▶ [RECORD EXCERPTS]
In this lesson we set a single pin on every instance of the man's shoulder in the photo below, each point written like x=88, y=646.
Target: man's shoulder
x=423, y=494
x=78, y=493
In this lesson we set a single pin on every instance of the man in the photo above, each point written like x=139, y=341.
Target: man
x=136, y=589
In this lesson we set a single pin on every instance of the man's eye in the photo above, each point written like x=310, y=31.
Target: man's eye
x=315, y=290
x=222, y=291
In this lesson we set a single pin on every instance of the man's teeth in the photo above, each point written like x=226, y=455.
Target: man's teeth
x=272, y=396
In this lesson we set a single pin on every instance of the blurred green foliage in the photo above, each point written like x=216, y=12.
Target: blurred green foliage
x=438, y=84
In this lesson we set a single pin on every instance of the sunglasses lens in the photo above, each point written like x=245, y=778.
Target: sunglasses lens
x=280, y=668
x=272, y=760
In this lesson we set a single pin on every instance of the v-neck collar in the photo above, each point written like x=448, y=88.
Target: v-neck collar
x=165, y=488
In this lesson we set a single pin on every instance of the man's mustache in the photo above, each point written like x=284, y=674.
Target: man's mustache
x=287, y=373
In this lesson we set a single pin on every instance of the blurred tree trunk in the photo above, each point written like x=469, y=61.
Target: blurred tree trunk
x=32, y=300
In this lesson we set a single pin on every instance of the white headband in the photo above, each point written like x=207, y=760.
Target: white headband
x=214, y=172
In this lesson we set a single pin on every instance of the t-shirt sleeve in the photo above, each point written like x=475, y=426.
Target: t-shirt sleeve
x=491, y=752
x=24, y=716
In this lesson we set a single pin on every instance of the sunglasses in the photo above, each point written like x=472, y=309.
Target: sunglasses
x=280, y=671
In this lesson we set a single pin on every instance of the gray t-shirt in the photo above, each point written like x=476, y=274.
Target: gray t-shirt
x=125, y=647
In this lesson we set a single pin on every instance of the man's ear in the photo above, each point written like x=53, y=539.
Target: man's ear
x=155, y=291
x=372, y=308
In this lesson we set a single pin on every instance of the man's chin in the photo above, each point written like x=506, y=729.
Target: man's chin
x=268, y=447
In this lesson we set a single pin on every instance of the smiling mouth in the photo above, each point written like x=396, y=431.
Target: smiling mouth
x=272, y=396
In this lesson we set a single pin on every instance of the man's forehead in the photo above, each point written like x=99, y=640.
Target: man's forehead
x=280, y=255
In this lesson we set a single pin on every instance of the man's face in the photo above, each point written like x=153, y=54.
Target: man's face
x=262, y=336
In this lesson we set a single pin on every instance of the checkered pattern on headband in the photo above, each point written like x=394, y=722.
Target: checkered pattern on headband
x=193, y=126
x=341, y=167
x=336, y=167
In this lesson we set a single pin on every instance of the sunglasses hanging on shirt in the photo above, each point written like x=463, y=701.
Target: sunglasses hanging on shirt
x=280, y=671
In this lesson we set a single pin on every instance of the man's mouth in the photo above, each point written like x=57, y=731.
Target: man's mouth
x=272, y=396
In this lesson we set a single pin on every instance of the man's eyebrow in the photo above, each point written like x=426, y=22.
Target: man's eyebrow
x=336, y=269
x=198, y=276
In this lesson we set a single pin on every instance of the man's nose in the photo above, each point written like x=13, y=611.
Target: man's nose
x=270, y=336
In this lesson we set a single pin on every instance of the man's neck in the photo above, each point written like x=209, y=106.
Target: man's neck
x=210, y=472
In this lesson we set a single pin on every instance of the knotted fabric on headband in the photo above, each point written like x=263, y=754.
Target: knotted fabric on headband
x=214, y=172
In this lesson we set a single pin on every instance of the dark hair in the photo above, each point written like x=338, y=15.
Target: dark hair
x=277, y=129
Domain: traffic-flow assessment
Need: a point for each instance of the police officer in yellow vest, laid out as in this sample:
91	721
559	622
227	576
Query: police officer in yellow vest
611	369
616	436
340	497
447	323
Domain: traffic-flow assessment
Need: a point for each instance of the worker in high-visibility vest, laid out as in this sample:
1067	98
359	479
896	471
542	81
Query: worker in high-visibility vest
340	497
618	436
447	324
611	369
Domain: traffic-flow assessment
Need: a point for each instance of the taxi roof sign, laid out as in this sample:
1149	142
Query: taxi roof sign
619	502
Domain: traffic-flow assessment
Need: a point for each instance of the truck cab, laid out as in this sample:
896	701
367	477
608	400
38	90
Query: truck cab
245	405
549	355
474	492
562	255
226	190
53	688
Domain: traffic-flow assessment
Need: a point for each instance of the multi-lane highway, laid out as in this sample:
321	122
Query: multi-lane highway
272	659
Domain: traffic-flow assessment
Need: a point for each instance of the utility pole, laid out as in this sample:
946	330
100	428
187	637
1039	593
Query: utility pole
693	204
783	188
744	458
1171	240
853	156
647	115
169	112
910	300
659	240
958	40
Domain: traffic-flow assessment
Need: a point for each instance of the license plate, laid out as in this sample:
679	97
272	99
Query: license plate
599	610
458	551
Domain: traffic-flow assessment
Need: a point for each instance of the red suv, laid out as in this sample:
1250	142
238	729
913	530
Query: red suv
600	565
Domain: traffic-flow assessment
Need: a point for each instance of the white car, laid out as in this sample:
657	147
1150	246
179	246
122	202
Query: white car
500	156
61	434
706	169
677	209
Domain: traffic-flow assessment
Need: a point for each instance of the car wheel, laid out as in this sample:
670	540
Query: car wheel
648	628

▶ [EXERCISE AIM]
Write out the line containing "Need: a point for each instance of the car" and every line after it through the end of the entries. Keep each one exactly as it is, and add nothing.

▶ [WRITTEN SOLUTION]
Need: a point for each instance of the car wheel, laid out as in this sample:
670	540
Query: car wheel
648	628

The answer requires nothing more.